DATA ENTRIES >>
--------

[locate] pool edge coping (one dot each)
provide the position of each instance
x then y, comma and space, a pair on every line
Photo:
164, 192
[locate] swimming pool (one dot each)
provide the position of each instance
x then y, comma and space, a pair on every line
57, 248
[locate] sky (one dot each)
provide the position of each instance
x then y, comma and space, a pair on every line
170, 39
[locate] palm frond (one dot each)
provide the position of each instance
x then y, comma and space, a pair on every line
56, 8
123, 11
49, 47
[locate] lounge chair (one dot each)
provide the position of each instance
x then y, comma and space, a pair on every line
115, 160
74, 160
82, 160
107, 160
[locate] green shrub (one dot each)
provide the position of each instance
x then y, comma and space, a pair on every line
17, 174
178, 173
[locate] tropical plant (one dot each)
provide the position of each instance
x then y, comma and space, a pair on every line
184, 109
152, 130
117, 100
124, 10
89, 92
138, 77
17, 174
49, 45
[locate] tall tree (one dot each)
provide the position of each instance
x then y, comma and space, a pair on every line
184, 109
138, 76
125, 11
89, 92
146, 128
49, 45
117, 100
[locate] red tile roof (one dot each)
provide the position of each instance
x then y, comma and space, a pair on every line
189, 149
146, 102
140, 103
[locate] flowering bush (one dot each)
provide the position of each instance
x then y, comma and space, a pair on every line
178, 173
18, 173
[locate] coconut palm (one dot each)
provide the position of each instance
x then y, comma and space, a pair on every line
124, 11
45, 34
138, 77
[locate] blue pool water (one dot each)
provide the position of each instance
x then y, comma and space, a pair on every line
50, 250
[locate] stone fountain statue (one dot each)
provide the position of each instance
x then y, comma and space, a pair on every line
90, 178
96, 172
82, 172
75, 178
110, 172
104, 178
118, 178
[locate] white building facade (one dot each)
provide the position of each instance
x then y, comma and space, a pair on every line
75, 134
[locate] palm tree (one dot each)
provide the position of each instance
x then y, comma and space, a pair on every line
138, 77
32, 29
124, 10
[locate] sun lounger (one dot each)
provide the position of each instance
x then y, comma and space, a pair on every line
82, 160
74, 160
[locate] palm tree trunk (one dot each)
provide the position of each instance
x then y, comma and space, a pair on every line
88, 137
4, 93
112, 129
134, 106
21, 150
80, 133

--------

THE EXERCISE >> Quote every record above exactly.

FULL OUTPUT >>
[locate] pool edge coping (one dot each)
provide the position of each instance
x then y, comma and space, a pair on every line
Photo:
164, 192
[locate] swimming pool (one dot each)
provide the position of each instance
x then y, comma and space, a pair on every line
57, 248
[locate] sky (one dot each)
provide the position of each instance
x then y, comma and space, a pair on every line
170, 39
[locate] palm frond (one dot each)
provide the position of each instance
x then y, comma and space, a pair on every line
56, 8
123, 11
49, 47
[locate] lounge chair (one dot each)
provide the position of each instance
x then y, comma and space, a pair on every line
115, 160
74, 160
82, 160
107, 160
[locate] green shrub (one dot each)
provide the position of each instance
x then y, comma and space, a pair on every line
17, 174
178, 173
[locate] tropical plant (one dot each)
provide the position of each instance
x then y, comma and space, a pair on every line
184, 109
152, 130
117, 100
124, 10
89, 92
138, 77
17, 174
49, 45
[locate] tall tree (one dot each)
provide the position of each instance
x then y, comma and space, a pair on every line
184, 109
138, 76
125, 11
89, 92
146, 128
49, 45
117, 100
[locate] red tile roof (one dot each)
provide the position of each instance
x then y, comma and space, a pair on every line
189, 149
146, 102
140, 103
[locate] flowering bush (one dot each)
provide the position of each instance
x then y, comma and space, a pair on every line
178, 173
18, 173
[locate] coconut palm (one dot each)
provide the position of each instance
x then y, comma and space, a pair on every line
124, 11
45, 34
138, 77
[locate] blue pool water (one dot each)
provide the position of each instance
x then y, comma and space, a pair on every line
50, 250
[locate] stone fountain statue (one dot each)
provide the position of each instance
x then y, comma and space, a pair on every line
90, 178
96, 172
82, 172
75, 178
110, 172
104, 178
118, 178
[locate] white building facade (one dot each)
provide the position of each instance
x then y, comma and space, a pair on every line
75, 134
[locate] palm tree (one dot each)
provide the position of each instance
x then y, comma and space, a pair on every line
138, 77
32, 29
124, 10
[locate] sun lounger (one dot each)
provide the position of each instance
x then y, comma and space, a pair on every line
82, 160
74, 160
[locate] palm tree trunk (one dot each)
provide the position of each instance
x then y, comma and space, a pair on every line
88, 137
4, 93
112, 129
134, 106
21, 150
80, 133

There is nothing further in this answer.